■ **Task details**:
Transcribe all of the data exactly. Omit the pictures.

+++ Provided records

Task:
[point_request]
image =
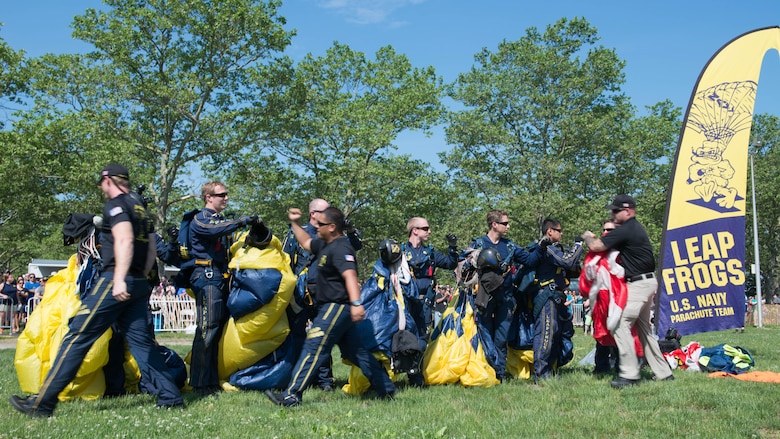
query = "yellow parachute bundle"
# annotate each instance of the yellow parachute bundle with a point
(249, 338)
(455, 353)
(38, 344)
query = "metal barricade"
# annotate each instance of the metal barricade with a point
(172, 313)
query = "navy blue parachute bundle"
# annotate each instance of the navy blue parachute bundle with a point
(726, 358)
(382, 311)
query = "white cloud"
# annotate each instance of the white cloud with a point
(367, 11)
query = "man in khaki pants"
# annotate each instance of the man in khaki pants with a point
(637, 258)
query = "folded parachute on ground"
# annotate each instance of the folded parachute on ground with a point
(381, 323)
(457, 350)
(262, 288)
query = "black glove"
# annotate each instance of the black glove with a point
(349, 226)
(452, 240)
(173, 233)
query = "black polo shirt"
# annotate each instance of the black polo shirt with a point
(636, 253)
(332, 260)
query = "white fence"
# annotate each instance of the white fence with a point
(169, 313)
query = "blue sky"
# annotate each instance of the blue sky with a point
(665, 43)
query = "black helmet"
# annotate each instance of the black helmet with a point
(389, 251)
(488, 259)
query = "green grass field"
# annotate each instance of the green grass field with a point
(573, 406)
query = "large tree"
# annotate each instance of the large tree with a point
(546, 130)
(168, 86)
(766, 161)
(336, 139)
(26, 194)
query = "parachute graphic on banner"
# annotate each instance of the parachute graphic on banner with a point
(702, 278)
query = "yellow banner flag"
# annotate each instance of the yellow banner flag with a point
(703, 248)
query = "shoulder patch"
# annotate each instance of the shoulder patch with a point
(115, 211)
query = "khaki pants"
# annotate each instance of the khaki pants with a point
(637, 314)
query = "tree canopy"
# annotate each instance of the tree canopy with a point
(181, 92)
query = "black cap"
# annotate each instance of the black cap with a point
(114, 170)
(622, 202)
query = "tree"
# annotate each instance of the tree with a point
(168, 86)
(545, 129)
(334, 140)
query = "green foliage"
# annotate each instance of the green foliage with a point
(546, 131)
(766, 160)
(169, 85)
(334, 139)
(575, 405)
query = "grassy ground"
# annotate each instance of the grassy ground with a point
(575, 405)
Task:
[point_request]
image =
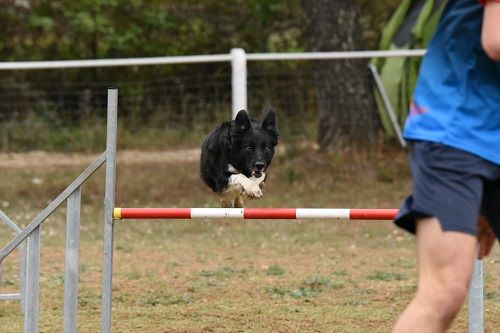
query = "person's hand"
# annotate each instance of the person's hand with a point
(485, 237)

++++++

■ **Exercise solution**:
Task:
[point_request]
image =
query = "yellow parachute bundle"
# annotate each instance of the yellow parachute bundle with a point
(249, 338)
(455, 353)
(38, 344)
query = "metal barricade"
# annotate each instance of the metal barricade with a point
(172, 313)
query = "navy blue parachute bundle"
# annotate each instance of the navy blue parachute bundle with a point
(726, 358)
(382, 311)
query = "white cloud"
# annotate each instance of the white cloud with a point
(367, 11)
query = "man in khaki pants"
# annotate each instance of the man in khaki pants with a point
(637, 258)
query = "folded parachute on ground"
# annotate each instance of the folded parachute on ground with a point
(381, 323)
(457, 350)
(262, 288)
query = "black glove"
# annotate each instance of the black glove with a point
(349, 226)
(452, 240)
(173, 233)
query = "black polo shirt"
# annotate each instance of the black polo shirt with a point
(636, 253)
(332, 260)
query = "white fence"
# annotate each instance of the white fence with a point
(169, 313)
query = "blue sky"
# annotate each instance of the blue sky with a point
(665, 43)
query = "black helmet"
# annotate each instance of the black helmet with a point
(389, 251)
(488, 259)
query = "green grass field"
# annotate each instance of the green grass field with a point
(573, 406)
query = "large tree"
# annotate each instance of the large tree with a point
(546, 130)
(168, 86)
(766, 161)
(336, 139)
(26, 194)
query = "parachute graphic on banner"
# annotate each instance of the parachute graphic on banner with a point
(702, 278)
query = "yellow banner flag"
# annotate each instance of the yellow banner flag with a point
(703, 248)
query = "shoulder patch"
# annotate each instance of the shoulder patch with a point
(115, 211)
query = "khaki pants"
# annotate each instance of the khaki pants with a point
(637, 314)
query = "tree canopy"
# annotate each instance of the tree canopy with a point
(181, 92)
query = "black cap"
# annotate each instance of the black cap with a point
(114, 170)
(622, 202)
query = "tree"
# annotate each instance of the tree with a point
(168, 86)
(545, 129)
(334, 140)
query = "green foliage"
# annotate each instance of the green foliage with a point
(546, 131)
(766, 160)
(169, 85)
(334, 139)
(575, 405)
query = "grassy ground"
# annotate each instance of the grassy ground with a point
(575, 405)
Task:
[point_request]
image =
query = "person's hand"
# annotate each instance of the person's hand with a point
(485, 237)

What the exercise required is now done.